Requirements:
(a) Please copy the passage on soil settlement calculations from "but it is nice" up to and including "types or mixtures." word for word.
(b) Render the rows from the line with "Locate the sky" up to and including the line with "[0,0,976,380]" as a numbered list, skipping any blank lines.

— start Extract provided —

You have to be able to say-"It can't be right" or "Makes sense"

Using spreadsheets by others, also will make you copy their built in errors without knowing it. Besides, for computing stresses, did the spreadsheet designer use Westergaard or Bousinnesq? What about if you have layered soils or crust over soft subsoils-are those spreadsheets still applicable? Try longhand and then develop your own later.
 
agreed...do it by hand for a while then generate your own. it's extremely difficult to develop an all-in-one spreadsheet for every possible scenario...so consider developing a few different pages for particular scenarios you encounter. all it takes is one assumption about someone else's spreadsheet to be incorrect and the numbers could be way off.

but it is nice once you've developed on that can do calcs for several different locations based on the condition you set up. i've found that even with a well developed spreadsheet, you often must make minor adjustments to the spreadsheet for something specific to the job. but once it's set up for the project and checks out with a few hand calcs, you can quickly evaluate several different scenarios.
 
Also Mayne & Poulos, 1999, give a table format for calculating settlements with a spreadsheet, pretty neat:

P.W. Mayne and H.G. Poulos, Approximate displacement influence factors for elastic shallow foundations, ASCE J Geotech Geoenviron Eng 125 (1999) (6),
 
I used the Hough Bearing Capacity Index method to assign a figure to any kind of soil, granular or cohesive. You then can write a program to use for any soil types or mixtures.

You can compute this Index by using lab consolidation tests as usual, or you can use the Hough chart relating this index to blow count for different soil types Of course assumptions along the way may be rough.

I note that the LRFD design manuals use the Hough method as part of their procedures. I believe the Ohio DOT has adopted it also.

Unfortunately his original paper back in 1959 (ASCE SM4 Journal #2135)"Compressibility as the Basis for Soil Bearing Value" is not in any available WEB site that I know of.

His text book :"Basic Soil engineering" also is out of print.

In general if has been found the chart relating to blow count results in conservative settlement results by a factor of 2.

— end Extract provided —
— start Dataset records —

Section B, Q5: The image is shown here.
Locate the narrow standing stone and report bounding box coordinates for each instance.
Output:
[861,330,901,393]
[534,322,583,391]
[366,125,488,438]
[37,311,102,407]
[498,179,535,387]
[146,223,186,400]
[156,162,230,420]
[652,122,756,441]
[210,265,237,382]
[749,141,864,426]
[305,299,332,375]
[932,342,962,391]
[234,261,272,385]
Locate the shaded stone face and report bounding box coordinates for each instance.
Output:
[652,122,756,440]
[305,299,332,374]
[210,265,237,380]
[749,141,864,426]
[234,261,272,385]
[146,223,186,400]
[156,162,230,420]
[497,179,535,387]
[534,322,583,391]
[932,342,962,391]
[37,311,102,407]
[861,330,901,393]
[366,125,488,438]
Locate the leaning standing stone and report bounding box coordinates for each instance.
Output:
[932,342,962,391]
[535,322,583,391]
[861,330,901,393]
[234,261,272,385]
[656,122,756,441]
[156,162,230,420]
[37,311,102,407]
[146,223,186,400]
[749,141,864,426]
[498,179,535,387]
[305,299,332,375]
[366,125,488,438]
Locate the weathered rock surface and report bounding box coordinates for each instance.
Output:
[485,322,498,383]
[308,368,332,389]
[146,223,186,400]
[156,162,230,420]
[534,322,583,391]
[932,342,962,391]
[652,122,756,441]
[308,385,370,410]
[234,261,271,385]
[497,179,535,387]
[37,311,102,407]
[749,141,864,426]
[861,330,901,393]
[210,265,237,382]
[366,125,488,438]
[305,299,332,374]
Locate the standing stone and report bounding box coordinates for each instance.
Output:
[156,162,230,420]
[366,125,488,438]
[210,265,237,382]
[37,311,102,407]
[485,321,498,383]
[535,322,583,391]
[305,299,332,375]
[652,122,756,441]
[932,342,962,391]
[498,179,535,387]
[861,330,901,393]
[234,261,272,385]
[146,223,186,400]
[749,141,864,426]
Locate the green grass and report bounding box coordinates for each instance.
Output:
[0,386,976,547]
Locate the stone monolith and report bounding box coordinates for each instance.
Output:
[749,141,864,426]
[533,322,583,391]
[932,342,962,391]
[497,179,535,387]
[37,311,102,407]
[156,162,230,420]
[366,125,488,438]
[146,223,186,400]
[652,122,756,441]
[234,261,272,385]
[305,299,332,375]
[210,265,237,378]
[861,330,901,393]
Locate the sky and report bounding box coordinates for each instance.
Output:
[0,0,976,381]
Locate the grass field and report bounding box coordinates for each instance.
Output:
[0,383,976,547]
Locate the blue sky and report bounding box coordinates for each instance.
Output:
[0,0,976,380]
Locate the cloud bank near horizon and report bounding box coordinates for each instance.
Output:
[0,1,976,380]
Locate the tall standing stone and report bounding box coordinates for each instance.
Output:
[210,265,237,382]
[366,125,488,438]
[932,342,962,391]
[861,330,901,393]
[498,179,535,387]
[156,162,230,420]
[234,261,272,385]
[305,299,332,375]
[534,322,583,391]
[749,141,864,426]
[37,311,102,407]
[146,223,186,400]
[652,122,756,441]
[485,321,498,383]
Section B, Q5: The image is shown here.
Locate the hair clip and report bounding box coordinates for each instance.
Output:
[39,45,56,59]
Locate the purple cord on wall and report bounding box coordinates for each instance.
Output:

— end Dataset records —

Responses for each task:
(a)
but it is nice once you've developed on that can do calcs for several different locations based on the condition you set up. i've found that even with a well developed spreadsheet, you often must make minor adjustments to the spreadsheet for something specific to the job. but once it's set up for the project and checks out with a few hand calcs, you can quickly evaluate several different scenarios.
 
Also Mayne & Poulos, 1999, give a table format for calculating settlements with a spreadsheet, pretty neat:

P.W. Mayne and H.G. Poulos, Approximate displacement influence factors for elastic shallow foundations, ASCE J Geotech Geoenviron Eng 125 (1999) (6),
 
I used the Hough Bearing Capacity Index method to assign a figure to any kind of soil, granular or cohesive. You then can write a program to use for any soil types or mixtures.

(b)
1. Locate the sky and report bounding box coordinates for each instance.
2. Output:
3. [0,0,976,381]
4. Locate the grass field and report bounding box coordinates for each instance.
5. Output:
6. [0,383,976,547]
7. Locate the blue sky and report bounding box coordinates for each instance.
8. Output:
9. [0,0,976,380]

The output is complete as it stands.